_Task instructions_:
Extend the article on disparate impact testing methods below by writing what comes next, starting right after its final sentence.
━━━━━ Document section
Disparate Impact Testing Techniques: Statistical Methods Examiners Actually Accept
Table of Contents
TL;DR
- OCC Bulletin 2025-16 (July 2025) and FDIC guidance (August 2025) removed disparate impact from federal fair lending examination frameworks — but state laws (CA, MA, NJ, NY), the Fair Housing Act, and private litigation still create live exposure
- The four statistical methods regulators and plaintiffs have historically used: Adverse Impact Ratio (four-fifths rule), regression analysis, Fisher’s exact test/standard deviation analysis, and BISG proxy methodology
- Each method answers a different question; no single test is sufficient for a defensible AI model testing program
- Documentation is the exam deliverable — undocumented testing is the same as no testing when an examiner or plaintiff asks
The OCC’s July 2025 bulletin removing disparate impact from its Fair Lending examination booklet generated exactly the reaction compliance teams expected: some departments immediately asked whether they could deprioritize statistical testing. The answer is no — and the reasoning matters more than the conclusion.
━━━━━━━━━━
━━━━━ Stored data
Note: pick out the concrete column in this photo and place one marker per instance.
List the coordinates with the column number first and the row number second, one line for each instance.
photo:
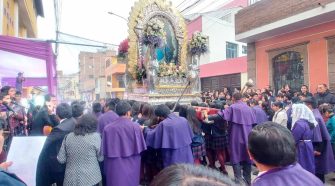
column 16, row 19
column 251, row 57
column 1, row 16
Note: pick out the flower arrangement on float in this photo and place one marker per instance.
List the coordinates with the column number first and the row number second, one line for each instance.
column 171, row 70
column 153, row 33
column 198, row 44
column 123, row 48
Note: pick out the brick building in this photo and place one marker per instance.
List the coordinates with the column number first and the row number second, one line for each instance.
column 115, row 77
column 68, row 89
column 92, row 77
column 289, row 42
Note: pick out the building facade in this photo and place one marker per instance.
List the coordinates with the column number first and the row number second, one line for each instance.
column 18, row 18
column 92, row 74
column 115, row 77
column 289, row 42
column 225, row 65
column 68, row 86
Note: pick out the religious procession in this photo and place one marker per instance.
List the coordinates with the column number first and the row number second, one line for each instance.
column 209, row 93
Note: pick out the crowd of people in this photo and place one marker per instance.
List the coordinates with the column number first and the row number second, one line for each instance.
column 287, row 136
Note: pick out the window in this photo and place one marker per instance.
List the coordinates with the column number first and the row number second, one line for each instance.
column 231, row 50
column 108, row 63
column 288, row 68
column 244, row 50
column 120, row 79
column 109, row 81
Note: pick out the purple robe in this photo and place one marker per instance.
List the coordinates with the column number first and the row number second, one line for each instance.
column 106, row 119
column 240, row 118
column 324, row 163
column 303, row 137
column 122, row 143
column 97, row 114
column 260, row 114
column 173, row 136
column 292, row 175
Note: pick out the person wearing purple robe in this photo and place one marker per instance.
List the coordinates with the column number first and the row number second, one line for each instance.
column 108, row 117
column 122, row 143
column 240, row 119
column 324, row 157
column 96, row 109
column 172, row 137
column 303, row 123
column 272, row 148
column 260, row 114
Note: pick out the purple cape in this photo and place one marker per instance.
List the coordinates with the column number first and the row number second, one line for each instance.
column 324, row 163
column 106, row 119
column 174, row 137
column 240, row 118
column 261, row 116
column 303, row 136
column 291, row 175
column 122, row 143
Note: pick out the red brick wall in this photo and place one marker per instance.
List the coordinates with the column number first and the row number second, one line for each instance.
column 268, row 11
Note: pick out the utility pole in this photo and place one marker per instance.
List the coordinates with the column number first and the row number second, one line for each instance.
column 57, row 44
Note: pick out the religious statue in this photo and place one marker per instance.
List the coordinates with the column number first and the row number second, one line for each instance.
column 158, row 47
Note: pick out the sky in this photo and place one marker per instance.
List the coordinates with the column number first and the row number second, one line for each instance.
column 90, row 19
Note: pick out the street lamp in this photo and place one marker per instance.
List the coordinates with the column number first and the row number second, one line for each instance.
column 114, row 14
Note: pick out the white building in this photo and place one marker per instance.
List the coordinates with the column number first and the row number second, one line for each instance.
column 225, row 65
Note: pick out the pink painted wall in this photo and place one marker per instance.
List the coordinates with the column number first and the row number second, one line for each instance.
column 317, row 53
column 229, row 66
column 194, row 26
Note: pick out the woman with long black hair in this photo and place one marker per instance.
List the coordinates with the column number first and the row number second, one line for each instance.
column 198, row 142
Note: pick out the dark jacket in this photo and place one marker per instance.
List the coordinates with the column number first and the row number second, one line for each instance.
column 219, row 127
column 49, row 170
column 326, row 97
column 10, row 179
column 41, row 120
━━━━━━━━━━
_Response_:
Federal de-emphasis of disparate impact doesn’t extinguish the risk. It redistributes it. Massachusetts AG Andrea Joy Campbell settled with Earnest Operations for $2.5 million in July 2025 over AI underwriting disparate impact — after the federal rollback had already begun. New Jersey codified disparate impact under its Lending Anti-Discrimination Act in December 2025. New York’s FAIR Business Practices Act, effective February 2026, gives the state AG new tools to pursue algorithmic discrimination independently of federal enforcement posture.
The statistical testing discipline hasn’t become optional. It’s become more complex — because now you’re managing exposure across jurisdictions with different standards, not just one federal framework. What follows is the practitioner’s guide to the four methods that actually matter and how to document them.
Why “No Federal Disparate Impact” Doesn’t Mean “No Disparate Impact Risk”
Understanding your residual exposure requires mapping it specifically. As of mid-2026:
Federal: OCC Bulletin 2025-16 removed disparate impact references from the OCC’s Fair Lending booklet. The FDIC followed in August 2025. The CFPB finalized its ECOA Regulation B amendment eliminating the effects test effective July 21, 2026. Federally supervised institutions face disparate treatment-only examination risk at the federal level.
State law: California DFPI, Massachusetts AG, New Jersey (Lending Anti-Discrimination Act), and New York retain disparate impact liability. Institutions operating in multiple states are not covered by the federal shift.
Fair Housing Act: The Supreme Court’s Texas Department of Housing v. Inclusive Communities (2015) held that the FHA supports disparate impact claims for residential mortgage lending. That ruling remains in effect regardless of ECOA changes.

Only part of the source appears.